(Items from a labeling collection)
┌──
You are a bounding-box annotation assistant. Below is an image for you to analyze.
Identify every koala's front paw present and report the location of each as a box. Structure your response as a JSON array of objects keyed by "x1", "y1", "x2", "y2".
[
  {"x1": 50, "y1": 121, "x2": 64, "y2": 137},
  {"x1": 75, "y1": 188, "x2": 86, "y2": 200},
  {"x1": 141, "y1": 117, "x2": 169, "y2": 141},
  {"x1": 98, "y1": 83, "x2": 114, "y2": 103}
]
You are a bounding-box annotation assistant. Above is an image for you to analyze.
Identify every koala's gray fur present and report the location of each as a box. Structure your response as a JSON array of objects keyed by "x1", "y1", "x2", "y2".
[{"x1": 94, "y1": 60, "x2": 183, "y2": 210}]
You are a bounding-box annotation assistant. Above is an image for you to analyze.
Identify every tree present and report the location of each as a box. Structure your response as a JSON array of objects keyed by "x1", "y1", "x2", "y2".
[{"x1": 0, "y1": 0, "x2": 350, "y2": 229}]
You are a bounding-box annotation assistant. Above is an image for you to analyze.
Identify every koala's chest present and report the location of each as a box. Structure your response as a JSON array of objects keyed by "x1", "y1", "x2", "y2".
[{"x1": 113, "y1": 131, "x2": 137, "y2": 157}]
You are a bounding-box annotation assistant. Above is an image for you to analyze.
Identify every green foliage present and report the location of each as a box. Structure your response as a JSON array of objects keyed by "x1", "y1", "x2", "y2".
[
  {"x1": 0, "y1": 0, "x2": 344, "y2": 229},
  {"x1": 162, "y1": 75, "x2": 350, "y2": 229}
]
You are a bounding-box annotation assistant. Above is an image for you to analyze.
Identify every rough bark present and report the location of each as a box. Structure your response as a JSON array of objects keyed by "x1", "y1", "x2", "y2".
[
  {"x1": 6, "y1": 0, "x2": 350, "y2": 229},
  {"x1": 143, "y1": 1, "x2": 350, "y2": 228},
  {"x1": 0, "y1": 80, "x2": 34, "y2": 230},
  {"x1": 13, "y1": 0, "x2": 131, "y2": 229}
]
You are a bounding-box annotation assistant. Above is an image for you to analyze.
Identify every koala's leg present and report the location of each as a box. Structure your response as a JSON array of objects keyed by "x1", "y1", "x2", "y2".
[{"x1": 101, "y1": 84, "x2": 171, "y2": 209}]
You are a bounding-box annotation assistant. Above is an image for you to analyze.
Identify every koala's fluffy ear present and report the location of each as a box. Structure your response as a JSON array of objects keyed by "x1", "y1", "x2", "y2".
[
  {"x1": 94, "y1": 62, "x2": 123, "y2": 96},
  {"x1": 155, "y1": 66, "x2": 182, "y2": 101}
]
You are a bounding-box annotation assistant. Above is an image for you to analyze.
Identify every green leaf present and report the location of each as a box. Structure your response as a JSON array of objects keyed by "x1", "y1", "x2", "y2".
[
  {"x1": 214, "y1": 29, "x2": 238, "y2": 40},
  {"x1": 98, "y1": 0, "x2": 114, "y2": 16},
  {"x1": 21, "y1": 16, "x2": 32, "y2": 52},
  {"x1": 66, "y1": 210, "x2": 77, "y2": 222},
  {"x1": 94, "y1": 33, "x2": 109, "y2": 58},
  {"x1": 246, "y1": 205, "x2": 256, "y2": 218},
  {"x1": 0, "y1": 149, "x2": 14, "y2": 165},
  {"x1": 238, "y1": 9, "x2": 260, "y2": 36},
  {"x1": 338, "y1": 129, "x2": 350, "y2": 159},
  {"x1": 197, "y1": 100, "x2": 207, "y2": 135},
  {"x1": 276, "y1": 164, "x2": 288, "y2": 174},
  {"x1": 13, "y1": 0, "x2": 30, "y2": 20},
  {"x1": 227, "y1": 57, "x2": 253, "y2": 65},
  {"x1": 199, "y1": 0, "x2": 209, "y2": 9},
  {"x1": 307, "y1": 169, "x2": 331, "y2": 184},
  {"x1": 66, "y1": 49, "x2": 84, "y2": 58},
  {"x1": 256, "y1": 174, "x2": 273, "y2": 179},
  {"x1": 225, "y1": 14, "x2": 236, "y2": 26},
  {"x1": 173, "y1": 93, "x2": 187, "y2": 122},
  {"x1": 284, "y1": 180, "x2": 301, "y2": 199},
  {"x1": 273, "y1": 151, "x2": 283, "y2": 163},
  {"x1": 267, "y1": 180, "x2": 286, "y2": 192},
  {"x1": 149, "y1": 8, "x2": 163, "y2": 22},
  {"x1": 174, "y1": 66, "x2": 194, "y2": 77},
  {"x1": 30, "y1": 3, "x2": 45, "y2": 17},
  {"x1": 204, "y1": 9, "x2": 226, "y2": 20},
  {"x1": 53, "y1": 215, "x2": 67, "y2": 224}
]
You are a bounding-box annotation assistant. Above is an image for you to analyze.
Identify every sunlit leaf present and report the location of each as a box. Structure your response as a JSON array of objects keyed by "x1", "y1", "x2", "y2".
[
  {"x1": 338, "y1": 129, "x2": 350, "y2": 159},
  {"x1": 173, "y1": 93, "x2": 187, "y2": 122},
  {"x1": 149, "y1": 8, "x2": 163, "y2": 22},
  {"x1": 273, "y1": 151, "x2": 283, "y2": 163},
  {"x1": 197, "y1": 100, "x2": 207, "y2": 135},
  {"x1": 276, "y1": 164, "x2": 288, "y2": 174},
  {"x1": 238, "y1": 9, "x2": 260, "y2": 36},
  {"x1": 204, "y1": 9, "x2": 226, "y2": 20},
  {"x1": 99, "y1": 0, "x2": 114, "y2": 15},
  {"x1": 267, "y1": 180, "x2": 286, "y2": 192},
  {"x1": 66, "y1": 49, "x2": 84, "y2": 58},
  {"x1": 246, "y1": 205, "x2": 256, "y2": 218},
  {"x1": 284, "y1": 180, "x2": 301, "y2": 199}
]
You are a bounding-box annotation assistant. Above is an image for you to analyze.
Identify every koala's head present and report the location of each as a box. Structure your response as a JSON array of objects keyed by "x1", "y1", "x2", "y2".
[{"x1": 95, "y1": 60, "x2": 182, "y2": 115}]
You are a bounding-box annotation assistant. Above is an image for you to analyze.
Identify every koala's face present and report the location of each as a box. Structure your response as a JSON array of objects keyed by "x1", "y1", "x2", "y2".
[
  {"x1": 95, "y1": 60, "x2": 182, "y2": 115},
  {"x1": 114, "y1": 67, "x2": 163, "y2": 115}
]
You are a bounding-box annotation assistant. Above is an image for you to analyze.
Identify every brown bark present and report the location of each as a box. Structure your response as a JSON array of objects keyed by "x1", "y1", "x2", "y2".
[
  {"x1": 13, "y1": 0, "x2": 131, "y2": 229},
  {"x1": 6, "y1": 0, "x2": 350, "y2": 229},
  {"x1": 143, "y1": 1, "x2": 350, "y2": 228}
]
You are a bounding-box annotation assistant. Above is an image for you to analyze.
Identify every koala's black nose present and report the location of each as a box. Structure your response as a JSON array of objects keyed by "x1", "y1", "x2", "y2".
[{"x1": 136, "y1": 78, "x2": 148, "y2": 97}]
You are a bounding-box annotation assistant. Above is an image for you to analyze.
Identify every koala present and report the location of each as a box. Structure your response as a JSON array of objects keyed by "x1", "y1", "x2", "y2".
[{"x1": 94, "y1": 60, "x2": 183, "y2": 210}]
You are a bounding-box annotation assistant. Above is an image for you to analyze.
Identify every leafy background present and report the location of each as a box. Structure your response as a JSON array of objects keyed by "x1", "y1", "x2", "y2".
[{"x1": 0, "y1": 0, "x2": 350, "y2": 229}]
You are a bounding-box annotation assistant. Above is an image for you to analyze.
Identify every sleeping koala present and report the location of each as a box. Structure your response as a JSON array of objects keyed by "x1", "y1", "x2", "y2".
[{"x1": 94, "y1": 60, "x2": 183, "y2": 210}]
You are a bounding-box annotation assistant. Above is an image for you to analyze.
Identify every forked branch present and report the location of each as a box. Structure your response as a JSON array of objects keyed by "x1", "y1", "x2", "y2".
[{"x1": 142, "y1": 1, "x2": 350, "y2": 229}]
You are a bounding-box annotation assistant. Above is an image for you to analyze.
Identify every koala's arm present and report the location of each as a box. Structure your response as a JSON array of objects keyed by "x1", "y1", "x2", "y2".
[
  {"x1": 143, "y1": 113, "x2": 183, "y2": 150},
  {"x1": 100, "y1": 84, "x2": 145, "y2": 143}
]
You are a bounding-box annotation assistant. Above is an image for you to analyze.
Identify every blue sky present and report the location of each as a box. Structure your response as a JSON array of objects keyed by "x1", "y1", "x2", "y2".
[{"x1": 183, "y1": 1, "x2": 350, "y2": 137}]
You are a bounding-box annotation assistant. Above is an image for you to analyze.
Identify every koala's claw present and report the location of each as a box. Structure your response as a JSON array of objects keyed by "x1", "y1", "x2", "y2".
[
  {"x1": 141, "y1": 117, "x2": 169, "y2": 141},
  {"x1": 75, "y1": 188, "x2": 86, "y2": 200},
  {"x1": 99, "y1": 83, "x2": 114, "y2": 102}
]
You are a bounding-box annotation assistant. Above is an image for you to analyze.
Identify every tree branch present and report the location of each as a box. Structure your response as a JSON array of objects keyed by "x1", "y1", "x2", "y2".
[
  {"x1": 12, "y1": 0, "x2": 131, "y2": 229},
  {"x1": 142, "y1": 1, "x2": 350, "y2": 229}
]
└──
#### Exercise:
Locate every line in the rows above that contains the word "sleeping", and copy each of those lines in full.

#### Solved problem:
Identify every sleeping koala present and report the location of each as a box. Structure your response as a JSON array of objects keyed by "x1", "y1", "x2", "y2".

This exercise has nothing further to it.